Items from a data source:

++++

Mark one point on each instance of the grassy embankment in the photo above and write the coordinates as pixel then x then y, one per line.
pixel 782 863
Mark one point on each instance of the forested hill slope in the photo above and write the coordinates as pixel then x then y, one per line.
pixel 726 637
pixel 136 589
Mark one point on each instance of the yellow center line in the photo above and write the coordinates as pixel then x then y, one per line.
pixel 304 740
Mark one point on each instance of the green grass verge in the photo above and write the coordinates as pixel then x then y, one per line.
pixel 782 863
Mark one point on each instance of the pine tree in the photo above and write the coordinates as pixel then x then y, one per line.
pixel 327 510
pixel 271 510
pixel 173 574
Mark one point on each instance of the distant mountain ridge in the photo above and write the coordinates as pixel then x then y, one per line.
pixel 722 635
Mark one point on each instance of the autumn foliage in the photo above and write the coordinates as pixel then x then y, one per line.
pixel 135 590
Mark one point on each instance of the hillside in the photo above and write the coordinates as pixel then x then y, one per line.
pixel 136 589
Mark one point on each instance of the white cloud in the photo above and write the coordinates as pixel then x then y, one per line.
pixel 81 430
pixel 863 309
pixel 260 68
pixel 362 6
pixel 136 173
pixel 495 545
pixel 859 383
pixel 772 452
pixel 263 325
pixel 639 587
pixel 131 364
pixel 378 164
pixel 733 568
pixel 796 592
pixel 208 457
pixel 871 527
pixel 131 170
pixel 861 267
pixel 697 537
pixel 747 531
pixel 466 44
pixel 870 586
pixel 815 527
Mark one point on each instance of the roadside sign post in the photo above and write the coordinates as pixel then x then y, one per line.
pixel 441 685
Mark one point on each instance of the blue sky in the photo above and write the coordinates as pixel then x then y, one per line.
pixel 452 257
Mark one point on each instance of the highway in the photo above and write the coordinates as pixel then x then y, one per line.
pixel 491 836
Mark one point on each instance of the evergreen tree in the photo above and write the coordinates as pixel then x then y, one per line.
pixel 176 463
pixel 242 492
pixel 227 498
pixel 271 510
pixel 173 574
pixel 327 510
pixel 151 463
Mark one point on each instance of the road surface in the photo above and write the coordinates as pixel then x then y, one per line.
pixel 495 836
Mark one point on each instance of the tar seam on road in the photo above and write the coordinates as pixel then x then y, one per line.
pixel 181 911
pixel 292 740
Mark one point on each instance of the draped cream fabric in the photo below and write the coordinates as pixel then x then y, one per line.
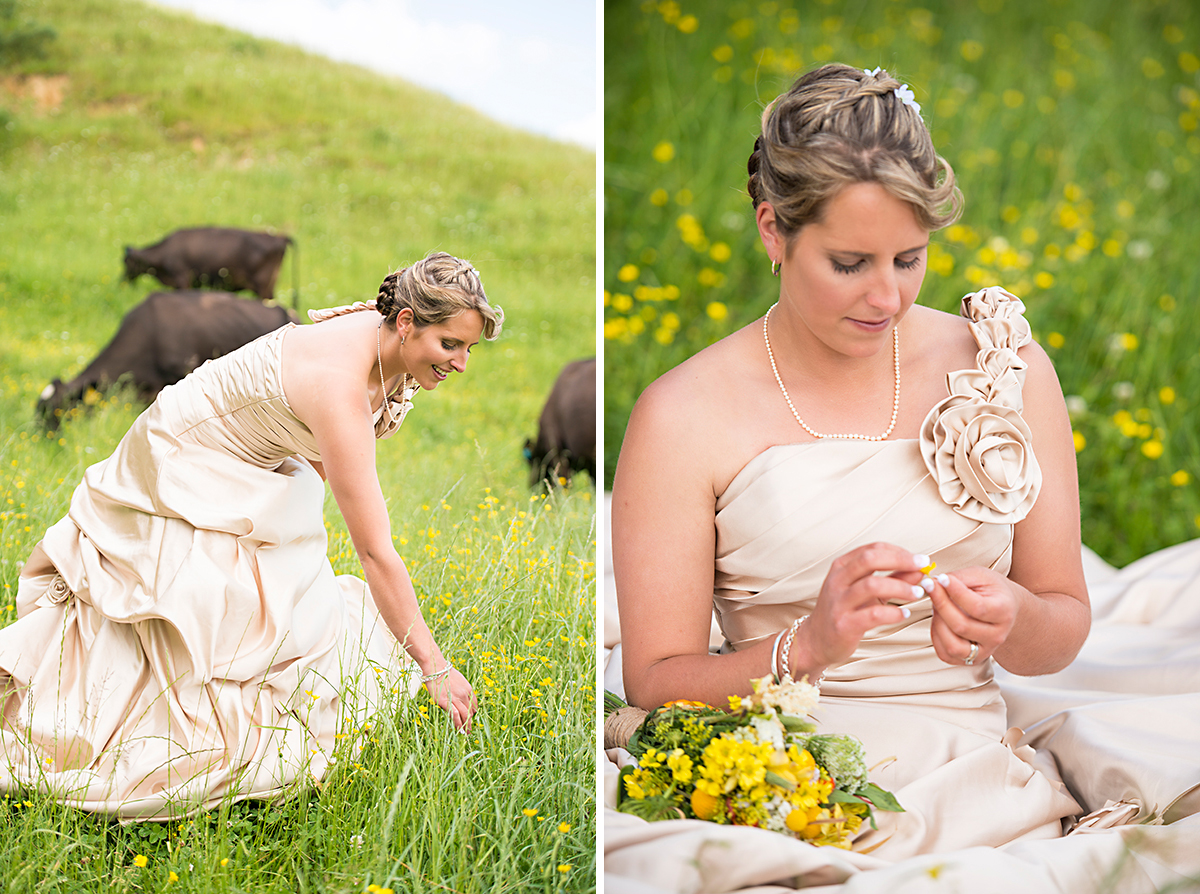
pixel 181 635
pixel 947 737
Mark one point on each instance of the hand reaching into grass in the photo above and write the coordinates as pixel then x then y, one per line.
pixel 455 695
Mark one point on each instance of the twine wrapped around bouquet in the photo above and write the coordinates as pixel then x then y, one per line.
pixel 621 725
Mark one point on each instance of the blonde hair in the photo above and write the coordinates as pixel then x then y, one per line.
pixel 435 289
pixel 839 126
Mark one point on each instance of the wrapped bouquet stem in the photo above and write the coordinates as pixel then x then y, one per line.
pixel 762 763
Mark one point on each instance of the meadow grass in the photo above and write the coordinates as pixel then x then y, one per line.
pixel 142 120
pixel 1072 129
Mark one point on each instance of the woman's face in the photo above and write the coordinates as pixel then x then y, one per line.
pixel 851 276
pixel 431 353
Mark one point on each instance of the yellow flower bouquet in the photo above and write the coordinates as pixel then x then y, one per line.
pixel 760 763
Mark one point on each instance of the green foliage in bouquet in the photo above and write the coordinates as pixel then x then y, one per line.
pixel 760 763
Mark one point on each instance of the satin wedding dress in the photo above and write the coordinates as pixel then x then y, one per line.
pixel 941 736
pixel 181 636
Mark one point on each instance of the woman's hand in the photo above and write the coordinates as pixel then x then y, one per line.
pixel 973 605
pixel 454 694
pixel 855 599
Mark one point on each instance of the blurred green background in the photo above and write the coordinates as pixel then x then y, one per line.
pixel 1072 129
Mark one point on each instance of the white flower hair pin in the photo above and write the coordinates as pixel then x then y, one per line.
pixel 904 93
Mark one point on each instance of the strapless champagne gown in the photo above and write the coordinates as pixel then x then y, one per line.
pixel 939 735
pixel 181 635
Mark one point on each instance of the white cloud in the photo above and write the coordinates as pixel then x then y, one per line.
pixel 527 64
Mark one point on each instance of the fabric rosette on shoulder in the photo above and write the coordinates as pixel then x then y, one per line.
pixel 975 443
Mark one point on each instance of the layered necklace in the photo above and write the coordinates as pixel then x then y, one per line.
pixel 819 436
pixel 405 383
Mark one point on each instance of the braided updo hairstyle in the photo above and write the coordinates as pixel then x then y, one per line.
pixel 839 126
pixel 437 288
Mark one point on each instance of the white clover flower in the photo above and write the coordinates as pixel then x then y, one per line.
pixel 769 730
pixel 798 697
pixel 904 93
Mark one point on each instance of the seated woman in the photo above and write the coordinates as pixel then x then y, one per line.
pixel 826 454
pixel 181 636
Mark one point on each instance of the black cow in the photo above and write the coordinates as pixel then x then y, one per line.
pixel 162 340
pixel 213 257
pixel 567 430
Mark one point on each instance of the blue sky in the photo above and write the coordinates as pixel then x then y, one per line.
pixel 531 64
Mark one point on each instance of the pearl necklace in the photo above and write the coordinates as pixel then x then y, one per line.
pixel 819 436
pixel 383 384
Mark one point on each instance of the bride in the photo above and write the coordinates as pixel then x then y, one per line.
pixel 181 636
pixel 869 492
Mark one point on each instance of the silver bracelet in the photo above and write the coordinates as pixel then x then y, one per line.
pixel 437 675
pixel 774 657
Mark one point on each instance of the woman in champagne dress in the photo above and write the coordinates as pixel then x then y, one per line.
pixel 820 459
pixel 181 636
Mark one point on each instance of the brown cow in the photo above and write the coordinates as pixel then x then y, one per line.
pixel 162 340
pixel 567 430
pixel 213 257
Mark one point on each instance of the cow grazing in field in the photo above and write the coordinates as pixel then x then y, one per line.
pixel 213 257
pixel 567 430
pixel 162 340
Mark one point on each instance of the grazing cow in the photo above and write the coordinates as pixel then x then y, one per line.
pixel 567 430
pixel 162 340
pixel 213 257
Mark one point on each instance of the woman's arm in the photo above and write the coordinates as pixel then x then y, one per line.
pixel 343 429
pixel 1054 615
pixel 1037 618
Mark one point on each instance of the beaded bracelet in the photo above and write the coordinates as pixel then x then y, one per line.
pixel 774 658
pixel 437 675
pixel 787 648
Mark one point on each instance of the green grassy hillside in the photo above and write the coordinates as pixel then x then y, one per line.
pixel 142 120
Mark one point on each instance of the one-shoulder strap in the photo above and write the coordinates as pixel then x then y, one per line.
pixel 330 312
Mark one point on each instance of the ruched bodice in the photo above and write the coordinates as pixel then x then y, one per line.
pixel 954 495
pixel 984 801
pixel 777 538
pixel 181 636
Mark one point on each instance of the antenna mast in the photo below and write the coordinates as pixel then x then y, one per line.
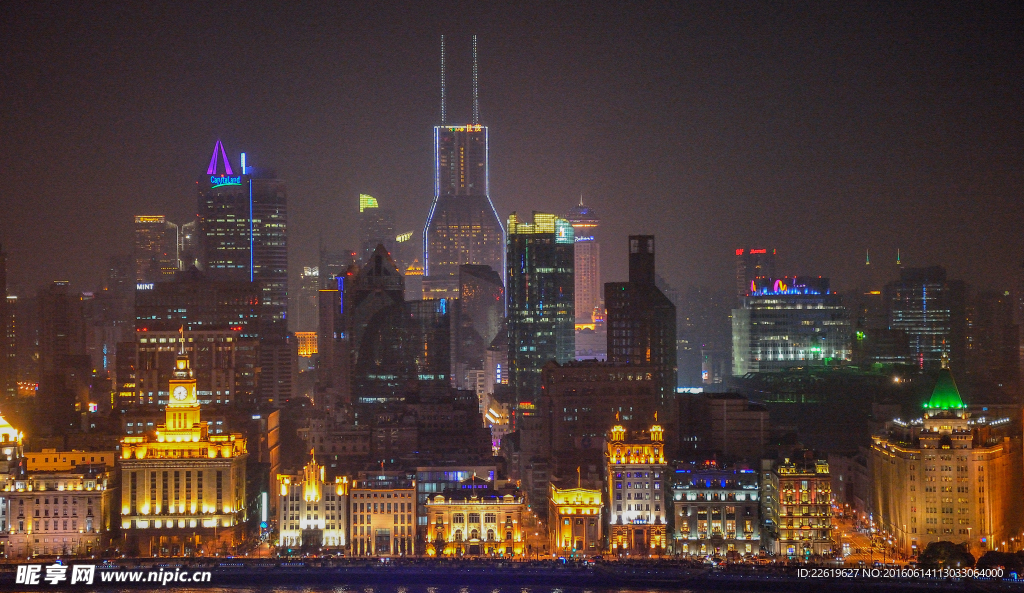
pixel 476 88
pixel 443 96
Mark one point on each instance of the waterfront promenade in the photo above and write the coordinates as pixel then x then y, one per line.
pixel 536 576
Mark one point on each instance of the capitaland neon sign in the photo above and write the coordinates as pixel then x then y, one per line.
pixel 218 181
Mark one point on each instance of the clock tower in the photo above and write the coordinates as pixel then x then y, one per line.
pixel 182 406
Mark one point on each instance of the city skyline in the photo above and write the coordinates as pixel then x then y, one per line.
pixel 711 149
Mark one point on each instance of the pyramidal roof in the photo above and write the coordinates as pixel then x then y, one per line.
pixel 945 395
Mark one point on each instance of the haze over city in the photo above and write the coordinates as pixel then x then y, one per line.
pixel 823 130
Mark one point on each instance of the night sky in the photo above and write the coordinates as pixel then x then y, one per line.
pixel 821 129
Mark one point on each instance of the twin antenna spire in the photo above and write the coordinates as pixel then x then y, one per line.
pixel 476 86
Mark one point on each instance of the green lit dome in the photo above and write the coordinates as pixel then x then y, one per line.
pixel 945 395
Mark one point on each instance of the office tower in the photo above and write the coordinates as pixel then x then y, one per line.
pixel 269 244
pixel 730 426
pixel 642 322
pixel 790 322
pixel 407 253
pixel 223 344
pixel 334 264
pixel 753 264
pixel 932 311
pixel 478 315
pixel 475 519
pixel 581 398
pixel 222 364
pixel 65 368
pixel 188 246
pixel 638 491
pixel 224 217
pixel 414 281
pixel 8 336
pixel 918 464
pixel 705 341
pixel 427 335
pixel 796 507
pixel 540 292
pixel 306 306
pixel 312 510
pixel 156 249
pixel 463 225
pixel 716 510
pixel 372 311
pixel 376 226
pixel 992 340
pixel 243 227
pixel 196 301
pixel 184 493
pixel 587 261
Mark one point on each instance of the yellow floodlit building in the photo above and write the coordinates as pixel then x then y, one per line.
pixel 474 519
pixel 574 521
pixel 182 490
pixel 637 492
pixel 948 477
pixel 312 512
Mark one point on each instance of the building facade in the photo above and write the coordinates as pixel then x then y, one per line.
pixel 156 249
pixel 753 265
pixel 641 322
pixel 716 511
pixel 637 492
pixel 790 322
pixel 67 513
pixel 312 512
pixel 587 263
pixel 931 310
pixel 383 516
pixel 947 476
pixel 576 521
pixel 475 519
pixel 796 508
pixel 183 491
pixel 541 302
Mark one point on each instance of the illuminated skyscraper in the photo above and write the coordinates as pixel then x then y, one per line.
pixel 243 227
pixel 376 226
pixel 790 322
pixel 541 302
pixel 753 264
pixel 588 261
pixel 932 311
pixel 156 249
pixel 642 322
pixel 8 342
pixel 463 225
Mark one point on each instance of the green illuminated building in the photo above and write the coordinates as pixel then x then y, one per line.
pixel 541 302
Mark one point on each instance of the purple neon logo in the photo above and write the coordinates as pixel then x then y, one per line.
pixel 212 170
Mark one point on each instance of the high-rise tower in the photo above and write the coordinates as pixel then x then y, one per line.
pixel 463 226
pixel 243 227
pixel 588 261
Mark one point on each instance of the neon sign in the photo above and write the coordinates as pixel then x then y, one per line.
pixel 218 181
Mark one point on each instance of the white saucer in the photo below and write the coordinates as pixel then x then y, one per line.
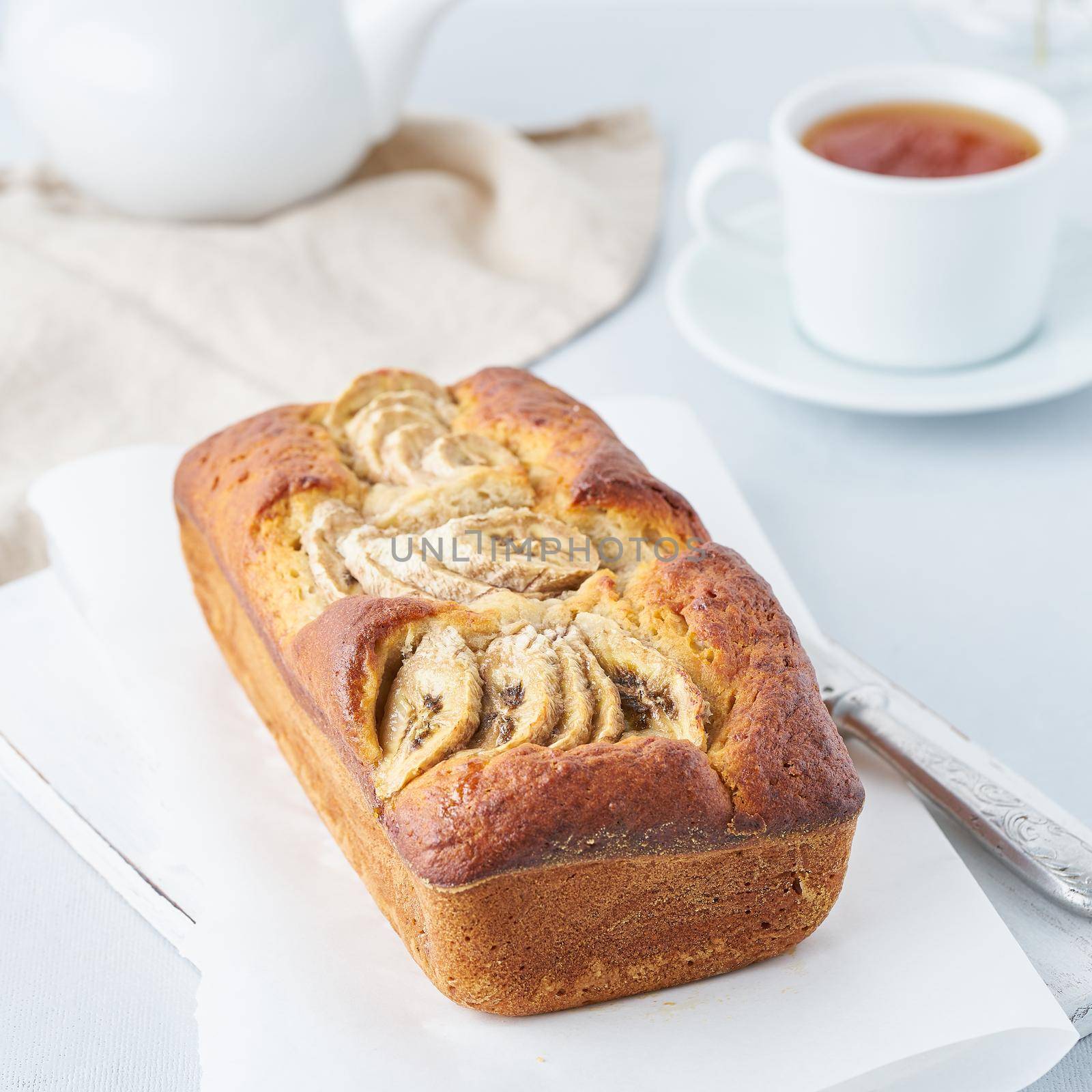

++++

Format the part of the listing that opens with the line containing "Mark one point on each instance of the twin antenna" and closes with the line containing "pixel 476 86", both included, as a Markdown table with the columns No. and Line. Give one row per line, numbered in order, and leave out any blank lines.

| No. | Line |
|---|---|
| 1 | Mark one point on each instance of the twin antenna spire in the photo above and write the coordinates as pixel then x then y, one per line. |
| 2 | pixel 476 86 |